Exercise objective: Render the data below as a Markdown table with the columns Row and Line, one row per line and blank lines omitted. Begin with the line that contains "Identify every instance of the white trousers" and continue through the end of the data.

Records provided:
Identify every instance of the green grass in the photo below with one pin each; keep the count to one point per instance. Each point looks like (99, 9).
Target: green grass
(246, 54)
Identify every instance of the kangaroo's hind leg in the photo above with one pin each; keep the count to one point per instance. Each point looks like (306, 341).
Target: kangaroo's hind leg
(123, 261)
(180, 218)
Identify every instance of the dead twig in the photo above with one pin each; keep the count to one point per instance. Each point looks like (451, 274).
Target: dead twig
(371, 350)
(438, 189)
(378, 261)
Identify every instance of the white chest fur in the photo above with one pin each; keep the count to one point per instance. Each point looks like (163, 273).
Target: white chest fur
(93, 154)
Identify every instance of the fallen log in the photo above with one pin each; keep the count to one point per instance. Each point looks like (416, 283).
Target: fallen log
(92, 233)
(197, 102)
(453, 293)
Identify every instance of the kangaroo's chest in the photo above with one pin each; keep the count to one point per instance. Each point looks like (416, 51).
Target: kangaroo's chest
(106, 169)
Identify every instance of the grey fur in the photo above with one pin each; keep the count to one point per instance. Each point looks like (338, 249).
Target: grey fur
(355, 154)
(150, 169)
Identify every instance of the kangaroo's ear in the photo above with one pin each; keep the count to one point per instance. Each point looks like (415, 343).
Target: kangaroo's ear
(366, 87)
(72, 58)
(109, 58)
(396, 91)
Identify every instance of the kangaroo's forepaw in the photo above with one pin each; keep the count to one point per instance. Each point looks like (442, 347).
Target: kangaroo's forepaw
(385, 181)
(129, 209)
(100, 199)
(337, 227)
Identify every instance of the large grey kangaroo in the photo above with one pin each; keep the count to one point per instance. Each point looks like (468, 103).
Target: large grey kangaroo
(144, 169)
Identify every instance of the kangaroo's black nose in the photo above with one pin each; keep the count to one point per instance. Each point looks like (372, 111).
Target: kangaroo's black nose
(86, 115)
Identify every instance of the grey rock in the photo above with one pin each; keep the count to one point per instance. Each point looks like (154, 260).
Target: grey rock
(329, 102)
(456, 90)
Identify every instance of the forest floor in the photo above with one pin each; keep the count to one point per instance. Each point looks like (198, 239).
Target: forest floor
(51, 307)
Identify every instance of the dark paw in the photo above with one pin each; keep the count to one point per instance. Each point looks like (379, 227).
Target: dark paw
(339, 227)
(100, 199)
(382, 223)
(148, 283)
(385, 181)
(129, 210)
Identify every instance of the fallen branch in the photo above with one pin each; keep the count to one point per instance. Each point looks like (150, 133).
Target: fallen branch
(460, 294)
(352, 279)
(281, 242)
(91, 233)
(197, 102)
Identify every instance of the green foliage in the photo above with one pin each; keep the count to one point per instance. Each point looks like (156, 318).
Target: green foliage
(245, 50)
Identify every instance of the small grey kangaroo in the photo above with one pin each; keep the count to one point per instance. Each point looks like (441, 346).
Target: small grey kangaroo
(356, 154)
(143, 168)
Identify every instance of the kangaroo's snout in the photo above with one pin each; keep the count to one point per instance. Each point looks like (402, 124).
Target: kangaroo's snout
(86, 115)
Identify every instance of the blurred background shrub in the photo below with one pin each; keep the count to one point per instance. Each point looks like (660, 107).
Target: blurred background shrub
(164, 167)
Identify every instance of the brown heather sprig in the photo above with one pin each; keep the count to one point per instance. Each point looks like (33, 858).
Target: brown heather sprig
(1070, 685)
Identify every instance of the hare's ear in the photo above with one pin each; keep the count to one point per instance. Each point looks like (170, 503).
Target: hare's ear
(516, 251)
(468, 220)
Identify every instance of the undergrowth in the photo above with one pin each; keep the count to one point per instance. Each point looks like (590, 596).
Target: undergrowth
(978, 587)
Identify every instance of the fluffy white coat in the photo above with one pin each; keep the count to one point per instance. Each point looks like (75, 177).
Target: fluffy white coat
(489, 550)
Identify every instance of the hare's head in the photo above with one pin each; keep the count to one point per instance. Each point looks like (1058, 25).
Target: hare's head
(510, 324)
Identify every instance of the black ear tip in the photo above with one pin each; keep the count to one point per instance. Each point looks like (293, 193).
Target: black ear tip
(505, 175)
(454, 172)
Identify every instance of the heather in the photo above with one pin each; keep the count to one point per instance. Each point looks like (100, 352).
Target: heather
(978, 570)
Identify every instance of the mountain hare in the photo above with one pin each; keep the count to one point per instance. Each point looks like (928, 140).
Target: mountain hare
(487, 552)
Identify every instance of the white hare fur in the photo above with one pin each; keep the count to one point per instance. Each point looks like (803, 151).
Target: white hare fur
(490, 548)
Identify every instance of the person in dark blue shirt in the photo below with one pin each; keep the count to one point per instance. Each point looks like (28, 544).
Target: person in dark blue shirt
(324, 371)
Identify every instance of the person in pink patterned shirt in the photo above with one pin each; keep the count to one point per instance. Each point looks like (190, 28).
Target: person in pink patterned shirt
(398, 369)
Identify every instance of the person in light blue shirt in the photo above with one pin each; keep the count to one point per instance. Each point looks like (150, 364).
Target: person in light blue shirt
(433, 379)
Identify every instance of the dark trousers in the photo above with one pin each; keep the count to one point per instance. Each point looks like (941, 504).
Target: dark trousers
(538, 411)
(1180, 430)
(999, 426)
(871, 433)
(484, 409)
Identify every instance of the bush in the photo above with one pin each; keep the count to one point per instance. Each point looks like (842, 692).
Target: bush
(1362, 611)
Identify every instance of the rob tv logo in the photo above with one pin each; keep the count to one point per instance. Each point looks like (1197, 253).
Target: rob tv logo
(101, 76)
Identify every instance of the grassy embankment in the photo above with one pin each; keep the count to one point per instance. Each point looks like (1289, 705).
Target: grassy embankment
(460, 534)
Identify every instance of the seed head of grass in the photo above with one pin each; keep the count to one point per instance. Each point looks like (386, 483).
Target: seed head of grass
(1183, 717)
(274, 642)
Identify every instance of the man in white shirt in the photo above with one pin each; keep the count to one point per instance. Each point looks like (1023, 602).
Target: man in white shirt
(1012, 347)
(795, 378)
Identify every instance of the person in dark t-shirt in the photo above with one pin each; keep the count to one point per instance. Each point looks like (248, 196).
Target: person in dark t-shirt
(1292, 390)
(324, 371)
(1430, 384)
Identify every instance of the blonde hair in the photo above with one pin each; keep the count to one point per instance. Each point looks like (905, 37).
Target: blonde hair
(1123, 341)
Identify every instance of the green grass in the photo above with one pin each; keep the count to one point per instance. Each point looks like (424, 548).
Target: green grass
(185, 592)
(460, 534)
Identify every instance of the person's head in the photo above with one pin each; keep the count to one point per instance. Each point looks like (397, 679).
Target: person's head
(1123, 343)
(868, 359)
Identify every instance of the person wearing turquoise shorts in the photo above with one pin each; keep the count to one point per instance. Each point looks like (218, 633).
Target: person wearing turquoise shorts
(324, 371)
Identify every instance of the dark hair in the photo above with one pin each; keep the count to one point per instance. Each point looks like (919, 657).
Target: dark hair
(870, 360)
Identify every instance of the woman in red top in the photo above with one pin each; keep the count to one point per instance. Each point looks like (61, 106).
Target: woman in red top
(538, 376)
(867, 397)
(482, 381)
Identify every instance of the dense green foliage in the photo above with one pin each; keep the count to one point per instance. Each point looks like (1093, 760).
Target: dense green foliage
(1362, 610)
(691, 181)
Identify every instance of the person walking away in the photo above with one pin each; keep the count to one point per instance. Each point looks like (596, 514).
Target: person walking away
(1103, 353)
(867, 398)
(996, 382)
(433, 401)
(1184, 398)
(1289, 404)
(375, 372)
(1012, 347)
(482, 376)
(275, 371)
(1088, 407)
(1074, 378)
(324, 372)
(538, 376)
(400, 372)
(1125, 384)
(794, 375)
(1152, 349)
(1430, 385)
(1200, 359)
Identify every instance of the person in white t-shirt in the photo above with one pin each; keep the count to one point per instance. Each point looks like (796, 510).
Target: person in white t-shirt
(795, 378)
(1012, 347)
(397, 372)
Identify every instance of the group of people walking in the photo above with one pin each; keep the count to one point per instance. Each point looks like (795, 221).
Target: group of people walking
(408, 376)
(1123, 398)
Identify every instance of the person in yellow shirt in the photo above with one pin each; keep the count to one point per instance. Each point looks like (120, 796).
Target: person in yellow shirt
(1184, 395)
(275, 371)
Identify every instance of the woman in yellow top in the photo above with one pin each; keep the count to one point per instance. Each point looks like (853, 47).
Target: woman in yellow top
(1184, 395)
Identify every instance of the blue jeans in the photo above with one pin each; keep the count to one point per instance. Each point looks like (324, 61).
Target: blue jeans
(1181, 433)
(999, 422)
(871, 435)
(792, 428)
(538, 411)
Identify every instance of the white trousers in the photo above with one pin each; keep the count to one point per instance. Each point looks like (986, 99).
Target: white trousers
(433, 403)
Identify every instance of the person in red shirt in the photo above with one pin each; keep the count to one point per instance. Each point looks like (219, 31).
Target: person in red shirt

Output:
| Row | Line |
|---|---|
| 1 | Identify every instance of the white trousers in the photo above with one pin each; keep the count to one point per instance. Each point looks like (986, 99). |
| 2 | Target: white trousers |
| 3 | (433, 403) |
| 4 | Identify every instance of the person in red shirt in the photo above with one pin each; keep the count to one point per instance. Each point looks like (219, 31). |
| 5 | Target: person in red shirt |